# START OF Dataset entries

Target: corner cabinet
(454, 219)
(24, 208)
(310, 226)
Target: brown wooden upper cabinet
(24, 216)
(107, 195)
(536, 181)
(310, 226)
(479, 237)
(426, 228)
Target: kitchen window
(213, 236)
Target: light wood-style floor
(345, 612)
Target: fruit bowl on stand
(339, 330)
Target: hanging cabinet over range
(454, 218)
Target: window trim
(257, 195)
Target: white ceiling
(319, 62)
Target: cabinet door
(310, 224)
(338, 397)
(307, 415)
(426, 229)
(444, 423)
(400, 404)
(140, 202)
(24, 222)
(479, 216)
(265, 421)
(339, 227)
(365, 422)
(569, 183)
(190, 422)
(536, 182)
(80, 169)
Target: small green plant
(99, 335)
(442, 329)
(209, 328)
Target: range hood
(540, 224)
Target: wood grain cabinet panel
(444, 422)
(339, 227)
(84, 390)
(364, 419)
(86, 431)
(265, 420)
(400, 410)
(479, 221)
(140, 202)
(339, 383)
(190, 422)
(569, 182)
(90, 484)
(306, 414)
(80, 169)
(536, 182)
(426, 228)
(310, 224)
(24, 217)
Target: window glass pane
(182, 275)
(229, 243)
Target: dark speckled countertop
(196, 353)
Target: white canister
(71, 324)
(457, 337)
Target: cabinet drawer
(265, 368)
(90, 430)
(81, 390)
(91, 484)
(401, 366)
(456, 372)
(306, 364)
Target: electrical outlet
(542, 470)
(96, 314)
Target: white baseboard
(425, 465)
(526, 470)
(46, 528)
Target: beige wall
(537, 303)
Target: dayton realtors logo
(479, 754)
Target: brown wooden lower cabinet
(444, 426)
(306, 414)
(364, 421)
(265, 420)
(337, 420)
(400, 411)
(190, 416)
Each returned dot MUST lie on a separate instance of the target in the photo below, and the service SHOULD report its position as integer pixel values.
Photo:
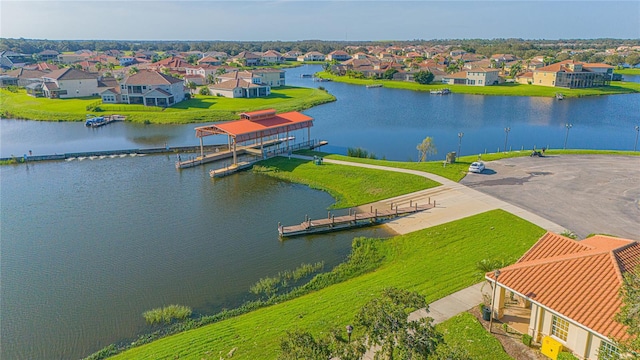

# END OF Dataset entries

* [What you are asked to do] Copy the data above word for word, starting at the line that contains "Target: brown wooden lower cabinet" and continuing through the last line of the data, without including any pictures.

* [Response for this exercise]
Target: brown wooden lower cabinet
(444, 426)
(306, 414)
(364, 421)
(265, 420)
(337, 420)
(400, 411)
(190, 416)
Each returned dot MUST lie on a separate instance of the target in the photo below, and the service SHOULD report its position as integer pixel values.
Photo:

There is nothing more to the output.